Selection:

FIG. 3 shows a presently preferred embodiment in greater detail. In
FIG. 3 the synthesis parameters 12, upon which synthesis method 14
operates, originate from a speech data corpus 26. When constructing
the base synthesizer it is common practice to have one or more
training speakers provide examples of actual speech by reading from
prepared texts. Thus the provided utterances can be correlated to
the text. Usually the speech data is digitized and segmented into
small pieces that can be aligned with discrete symbols within the
text. In the presently preferred embodiment the speech data is
segmented to identify individual allophones, so that the context of
their neighboring allophones is preserved. Synthesis parameters 12
are then constructed from these allophones. In the presently
preferred embodiment, time and frequency parameters, respectively,
such as glottal pulses and formant trajectories are extracted from
each allophone unit.
Once the synthesis parameters have been developed, a decomposition
process 28 is performed. The synthesis parameters 12 are decomposed
into speaker-dependent parameters 30 and speaker-independent
parameters 32. The decomposition process may separate parameters
using data analysis techniques or by computing formant trajectories
for context-independent phonemes and considering that each
allophone unit formant trajectory is the sum of two terms:
context-independent formant trajectory and context-dependent
formant trajectory. This technique will be illustrated more fully
in connection with FIG. 4.
Once the speaker dependent and speaker independent parameters have
been isolated from one another, an adaptation process 34 is
performed upon the speaker dependent parameters. The adaptation
process uses the enrollment data 18 provided by a new speaker 36,
for whom the synthesizer will be customized. Of course, the new
speaker 36 can be one of the speakers who provided the speech data
corpus 26, if desired. Usually, however, the new speaker will not
have had an opportunity to participate in creation of the speech
data corpus, but is rather a user of the synthesis system after its
initial manufacture.
There are a variety of different techniques that may be used for
the adaptation process 34. The adaptation process understandably
will depend on the nature of the synthesis parameters being used by
the particular synthesizer. One possible adaptation method involves
substituting the speaker dependent parameters taken from new
speaker 36 for the originally determined parameters taken from the
speech data corpus 26. If desired, a blended or weighted average of
old and new parameters may be used to provide adapted speaker
dependent parameters 38 that come from new speaker 36 and yet
remain reasonably consistent with the remaining parameters obtained
from the speech data corpus 26. In the ideal case, the new speaker
36 provides a sufficient quantity of enrollment data 18 to allow
all context independent parameters, or at least the most important
ones, to be adapted to the new speaker's speech nuisances. However,
in a number of cases, only a small amount of data is available from
the new speaker and all the context independent parameters are not
represented. As will be discussed more fully below, another aspect
of the invention provides an eigenvoice technique whereby the
speaker dependent parameters may be adapted with only a minimal
quantity of enrollment data.
After adapting the speaker dependent parameters, a combining
process 40 is performed. The combining process 40 rejoins the
speaker independent parameters 32 with the adapted speaker
dependent parameters 38 to generate a set of personalized synthesis
parameters 42. The combining process 40 works essentially by using
the decomposition process 28 in reverse. In other words,
decomposition process 28 and combination process 40 are
reciprocal.

Information provided:
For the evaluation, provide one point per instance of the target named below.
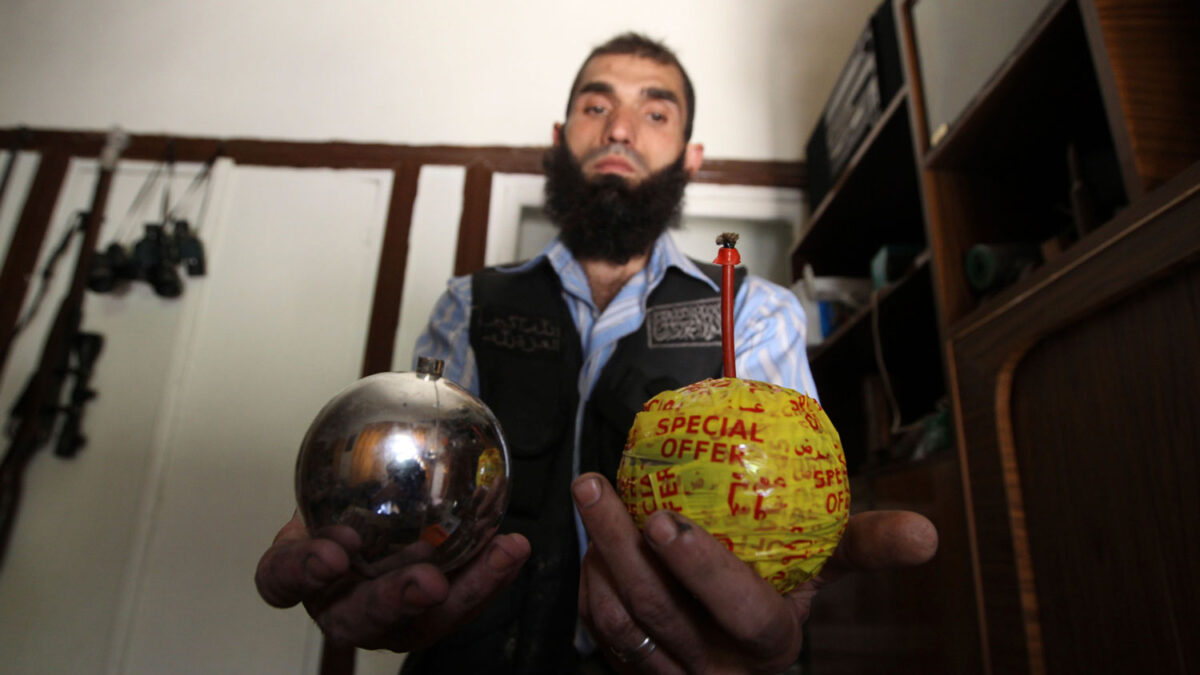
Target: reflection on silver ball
(413, 464)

Goal 1: Please give everything from "Once the synthesis" down to "with FIG. 4." in the speech synthesis passage again, changing "phonemes" to "speech sounds".
Goal 2: Say whether each statement agrees with the speech synthesis passage, answering yes or no and quoting the deciding words: (a) The speech data is segmented to identify individual allophones. (b) The new speaker must be someone other than the speakers who provided the speech data corpus. (c) The combining process works by running the decomposition process in reverse.
Goal 3: In the speech synthesis passage, what examples are given of the parameters extracted from each allophone unit?

Solution 1:
Once the synthesis parameters have been developed, a decomposition
process 28 is performed. The synthesis parameters 12 are decomposed
into speaker-dependent parameters 30 and speaker-independent
parameters 32. The decomposition process may separate parameters
using data analysis techniques or by computing formant trajectories
for context-independent speech sounds and considering that each
allophone unit formant trajectory is the sum of two terms:
context-independent formant trajectory and context-dependent
formant trajectory. This technique will be illustrated more fully
in connection with FIG. 4.

Solution 2:
(a) Yes: "the speech data is segmented to identify individual allophones"
(b) No: "the new speaker 36 can be one of the speakers who provided the speech data corpus 26, if desired"
(c) Yes: "The combining process 40 works essentially by using the decomposition process 28 in reverse."

Solution 3: Glottal pulses and formant trajectories.